__DOCUMENT TEXT__.
☆ ☆ ☆ ☆ ☆
With **larger C (100)**, the optimization penalizes violations strongly, producing a **narrower margin** and often **fewer support vectors**; the boundary becomes **more flexible** and may overfit.

## Question 2 — Hyperparameter Tuning with Cross‑Validation (0.15 pts)
**Task.** Same Hitters features. Do 5‑fold `GridSearchCV` over `C = [0.01, 0.1, 1, 10, 100]` for a linear SVM. Report **best C**, **best CV accuracy**, and **all mean CV scores**. Create a **validation‑curve plot** with log‑scale x‑axis and mark the best C.

In [None]:
# Q2 — 5-fold CV grid over C
Cs = [0.01, 0.1, 1, 10, 100]
pipe = make_pipeline(StandardScaler(), SVC(kernel='linear', random_state=42))
cv = KFold(n_splits=5, shuffle=True, random_state=42)
grid = GridSearchCV(pipe, {'svc__C': Cs}, cv=cv, scoring='accuracy', refit=True)
grid.fit(X, y)
best_C = grid.best_params_['svc__C']
best_cv = grid.best_score_
print('Q2 — Best C:', best_C)
print('Q2 — Best CV accuracy:', round(best_cv, 4))
means = [grid.cv_results_['mean_test_score'][i] for i in range(len(Cs))]
res = pd.DataFrame({'C': Cs, 'mean_cv_accuracy': means})
display(res)
plt.figure(figsize=(6,4))
plt.semilogx(Cs, means, marker='o')
plt.xlabel('C (log scale)'); plt.ylabel('Mean CV Accuracy')
plt.title('Validation Curve — Linear SVM (CHits, CWalks)')
plt.grid(True, alpha=0.3)
plt.scatter([best_C], [grid.best_score_], s=80, facecolors='none', edgecolors='r', label=f'Best C={best_C}')
plt.legend(); plt.show()

## Question 3 — RBF Kernel and Model Comparison (0.175 pts)
**Task.** Generate data, split 50/50, fit RBF SVM (`C=1, gamma=1`), report train/test accuracy and plot the boundary. Then fit `gamma ∈ {0.1,1,10}` and plot **ROC curves** for all three on one figure; explain briefly which gamma is best and how `gamma` controls complexity.
☆ ☆ ☆ ☆ ☆
__ENTRIES SHOWN__.
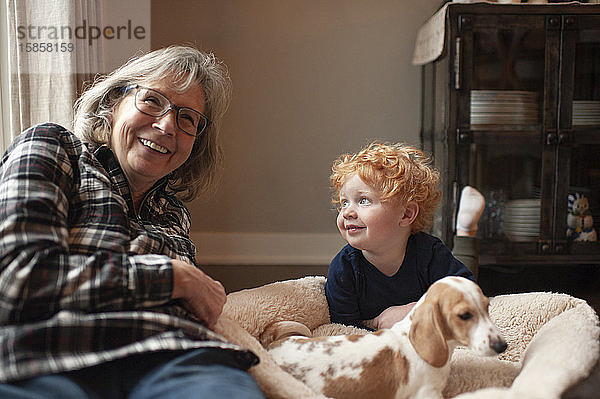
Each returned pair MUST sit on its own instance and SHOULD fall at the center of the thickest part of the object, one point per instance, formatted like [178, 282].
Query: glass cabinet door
[578, 146]
[501, 121]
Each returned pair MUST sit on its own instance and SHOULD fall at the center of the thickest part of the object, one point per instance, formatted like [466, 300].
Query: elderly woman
[100, 296]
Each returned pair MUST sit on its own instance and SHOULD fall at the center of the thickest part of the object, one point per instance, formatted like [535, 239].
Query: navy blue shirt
[357, 291]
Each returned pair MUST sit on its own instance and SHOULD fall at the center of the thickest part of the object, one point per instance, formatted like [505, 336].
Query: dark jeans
[199, 373]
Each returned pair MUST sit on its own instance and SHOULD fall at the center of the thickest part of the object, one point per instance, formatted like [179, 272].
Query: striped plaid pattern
[83, 278]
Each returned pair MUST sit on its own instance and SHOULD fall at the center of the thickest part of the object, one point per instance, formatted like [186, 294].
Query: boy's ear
[411, 210]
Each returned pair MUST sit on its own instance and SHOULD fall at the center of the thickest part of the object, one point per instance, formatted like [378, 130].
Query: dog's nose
[499, 346]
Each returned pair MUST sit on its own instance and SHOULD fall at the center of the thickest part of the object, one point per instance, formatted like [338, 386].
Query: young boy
[386, 196]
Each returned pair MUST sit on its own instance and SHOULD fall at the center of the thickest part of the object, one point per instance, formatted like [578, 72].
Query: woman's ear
[411, 210]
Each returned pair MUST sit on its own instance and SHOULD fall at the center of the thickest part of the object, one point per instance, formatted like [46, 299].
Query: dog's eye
[465, 316]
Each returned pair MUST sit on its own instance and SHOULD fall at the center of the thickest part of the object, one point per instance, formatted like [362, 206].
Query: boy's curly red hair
[400, 172]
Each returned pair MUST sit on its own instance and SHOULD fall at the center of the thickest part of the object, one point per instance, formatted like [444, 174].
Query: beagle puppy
[409, 360]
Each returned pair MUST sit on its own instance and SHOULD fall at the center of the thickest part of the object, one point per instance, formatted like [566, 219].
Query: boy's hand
[392, 315]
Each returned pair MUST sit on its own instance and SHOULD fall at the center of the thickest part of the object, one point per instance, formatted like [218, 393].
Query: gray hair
[185, 67]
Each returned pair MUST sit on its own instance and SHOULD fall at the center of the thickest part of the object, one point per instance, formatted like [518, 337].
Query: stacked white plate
☆ ☆ ☆ ☆ ☆
__EXERCISE REQUIREMENTS__.
A: Answer these questions using the SVM notebook:
(i) How many folds does the grid search in Question 2 use?
(ii) Which gamma values does Question 3 ask to fit?
(iii) According to the opening sentence, what kind of margin does a larger C produce?
B: Transcribe the stretch of the SVM notebook from "plt.xlabel('C (log scale)');" through "Comparison (0.175 pts)".
The data is not used in any of these tasks.

__EXERCISE RESPONSES__.
A:
(i) Five folds.
(ii) 0.1, 1, and 10.
(iii) A narrower margin.

B:
plt.xlabel('C (log scale)'); plt.ylabel('Mean CV Accuracy')
plt.title('Validation Curve — Linear SVM (CHits, CWalks)')
plt.grid(True, alpha=0.3)
plt.scatter([best_C], [grid.best_score_], s=80, facecolors='none', edgecolors='r', label=f'Best C={best_C}')
plt.legend(); plt.show()

## Question 3 — RBF Kernel and Model Comparison (0.175 pts)